[[ Records provided open ]]

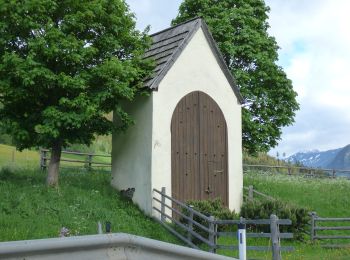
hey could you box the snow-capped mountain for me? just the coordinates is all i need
[286,146,344,168]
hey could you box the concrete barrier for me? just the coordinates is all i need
[0,233,236,260]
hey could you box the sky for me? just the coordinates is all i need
[126,0,350,157]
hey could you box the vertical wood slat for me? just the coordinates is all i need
[171,91,228,208]
[209,216,216,253]
[310,212,317,241]
[270,214,281,260]
[187,205,194,243]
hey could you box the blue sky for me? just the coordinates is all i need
[126,0,350,157]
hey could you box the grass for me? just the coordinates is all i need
[0,166,180,245]
[0,144,39,169]
[244,171,350,217]
[225,171,350,260]
[0,144,111,170]
[2,144,350,259]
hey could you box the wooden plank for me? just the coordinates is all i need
[41,149,111,157]
[316,218,350,222]
[153,217,199,249]
[216,245,294,252]
[315,226,350,230]
[315,235,350,239]
[270,214,281,260]
[322,244,350,249]
[42,157,111,166]
[214,219,292,225]
[252,190,276,201]
[152,207,215,247]
[153,197,212,233]
[153,189,212,221]
[243,164,350,174]
[217,232,293,239]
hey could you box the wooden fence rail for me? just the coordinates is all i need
[40,149,111,170]
[243,185,276,201]
[309,212,350,248]
[153,187,293,260]
[244,164,350,179]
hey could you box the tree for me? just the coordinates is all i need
[0,0,153,186]
[173,0,299,154]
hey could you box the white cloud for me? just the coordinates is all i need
[266,0,350,155]
[126,0,182,33]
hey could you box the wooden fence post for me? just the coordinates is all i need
[248,185,254,201]
[40,149,47,170]
[12,149,15,163]
[87,154,93,169]
[187,205,194,243]
[332,169,336,178]
[270,214,281,260]
[288,167,291,175]
[209,216,216,253]
[310,212,317,241]
[161,187,166,222]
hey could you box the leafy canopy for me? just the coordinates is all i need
[0,0,153,150]
[173,0,299,153]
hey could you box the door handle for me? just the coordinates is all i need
[205,186,213,194]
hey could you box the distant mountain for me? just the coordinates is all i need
[327,145,350,169]
[286,145,350,169]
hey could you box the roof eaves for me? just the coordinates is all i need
[200,21,244,104]
[148,19,202,90]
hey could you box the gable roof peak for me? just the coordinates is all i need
[144,18,243,103]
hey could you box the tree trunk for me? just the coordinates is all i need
[46,142,62,187]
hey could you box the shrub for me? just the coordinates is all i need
[240,199,309,241]
[181,198,238,244]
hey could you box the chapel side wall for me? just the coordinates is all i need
[151,28,243,215]
[111,95,153,215]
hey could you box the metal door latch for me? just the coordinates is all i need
[205,186,213,194]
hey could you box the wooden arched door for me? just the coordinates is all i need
[171,91,228,206]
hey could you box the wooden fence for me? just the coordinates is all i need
[40,149,111,170]
[243,185,276,201]
[153,187,293,260]
[244,186,350,249]
[309,212,350,248]
[244,164,350,179]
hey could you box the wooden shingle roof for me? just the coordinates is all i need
[144,18,243,103]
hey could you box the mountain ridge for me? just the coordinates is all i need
[287,145,350,169]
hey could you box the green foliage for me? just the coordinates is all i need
[0,167,180,244]
[0,0,153,151]
[243,151,290,166]
[181,198,238,244]
[173,0,299,154]
[0,119,13,145]
[241,199,309,241]
[186,198,238,223]
[0,132,12,145]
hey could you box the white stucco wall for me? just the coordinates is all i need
[151,27,243,214]
[112,26,243,216]
[111,95,153,215]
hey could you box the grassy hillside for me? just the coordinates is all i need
[0,167,179,244]
[244,172,350,217]
[243,151,293,167]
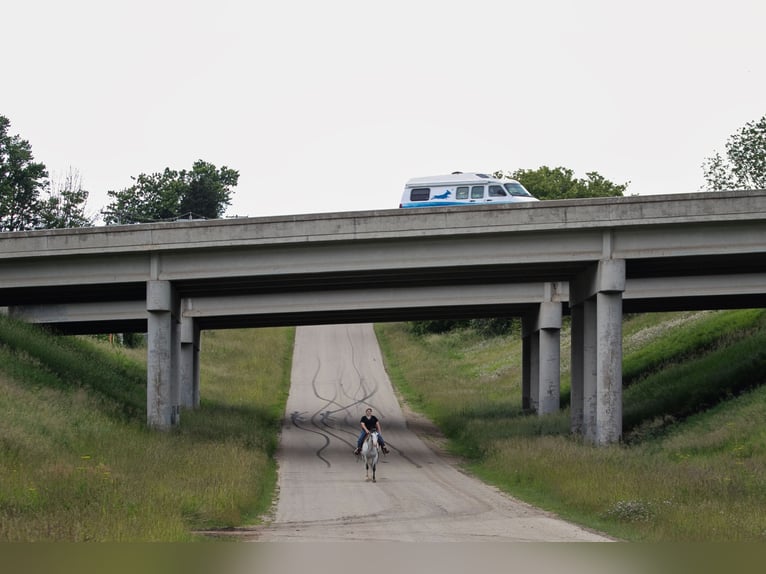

[[ Records provided closed ]]

> Exercise
Give back each line above exactly, with pictures dropped.

> Solution to this exercise
hey could you box the snow-capped mountain for me? just the coordinates is all i need
[286,146,344,168]
hey could you box the concrete barrier for me? just the coordinates is all i need
[0,233,236,260]
hey could you box the sky for me? just the coordinates is all i need
[126,0,350,157]
hey could you box the vertical wood slat for me? just the coordinates is all i need
[171,91,228,208]
[209,216,216,253]
[310,212,317,241]
[270,214,281,260]
[187,205,194,243]
hey could you box the blue sky for me? just the coordinates is all i need
[126,0,350,157]
hey could you box the grass for me? just the coordinates is all i need
[0,166,180,245]
[0,144,39,169]
[244,171,350,217]
[225,171,350,260]
[0,144,111,170]
[2,144,350,259]
hey could you box the wooden plank for me? just the coordinates is all i need
[41,149,111,157]
[316,218,350,222]
[153,217,199,249]
[216,245,294,252]
[315,226,350,230]
[315,235,350,239]
[270,214,281,260]
[322,244,350,249]
[42,157,111,166]
[214,219,292,225]
[252,190,276,201]
[152,207,215,247]
[153,197,212,233]
[153,189,212,221]
[243,164,350,174]
[217,232,293,239]
hey could you box the wooden fence rail for me? just the coordinates is all i need
[40,149,111,170]
[243,185,276,201]
[309,212,350,248]
[153,187,293,260]
[244,164,350,179]
hey could you box the tree for me? just the coordinates is all i need
[0,0,153,186]
[173,0,299,154]
hey could you box the white cloud for me? just the coordinates is all i need
[266,0,350,155]
[126,0,182,33]
hey could you box the wooden fence post for me? just the coordinates is all i need
[248,185,254,201]
[40,149,47,170]
[12,149,15,163]
[87,154,93,169]
[187,205,194,243]
[332,169,336,178]
[270,214,281,260]
[288,167,291,175]
[209,216,216,253]
[310,212,317,241]
[161,187,166,222]
hey could you box the leafy canopy for me? just the coordinates is all i need
[0,0,153,150]
[173,0,299,153]
hey could you box the door handle for me? just the coordinates is all i need
[205,186,213,194]
hey could you box the distant mountain for me? just the coordinates is all i need
[327,145,350,169]
[286,145,350,169]
hey could you box the roof eaves for me? just the coordinates is all i need
[200,21,244,104]
[148,19,202,90]
hey could you box the gable roof peak for me? just the coordinates is all i need
[144,18,243,103]
hey could you box the tree trunk for me? just the coordinates is all i need
[46,142,62,187]
hey could you box the shrub for me? just the coordinates is all i need
[240,199,309,241]
[181,198,238,244]
hey could you box the chapel side wall for me? just the coordinates is all i need
[151,28,243,215]
[111,95,153,215]
hey could you box the metal door latch for me? just the coordinates is all i need
[205,186,213,194]
hey could you box the wooden arched door for me? just the coordinates is all i need
[171,91,228,206]
hey could you box the wooden fence for me? just the coordinates is all i need
[40,149,111,170]
[243,185,276,201]
[153,187,293,260]
[244,186,350,249]
[309,212,350,248]
[244,164,350,179]
hey could you box the wooden shingle roof for me? just the coordinates is all i need
[144,18,243,103]
hey could you box the mountain ridge for me? just the coordinates is all i need
[287,145,350,169]
hey could you box the green foliage for me? just the coordinates is all i need
[0,167,180,244]
[0,0,153,151]
[243,151,290,166]
[181,198,238,244]
[173,0,299,154]
[0,119,13,145]
[241,199,309,241]
[186,198,238,223]
[0,132,12,145]
hey could you box the white stucco wall for me? just the coordinates is all i need
[151,27,243,214]
[112,26,243,216]
[111,95,153,215]
hey could you box the grassy hillside for me? just the coordinates is all i need
[0,167,179,244]
[244,172,350,217]
[243,151,293,167]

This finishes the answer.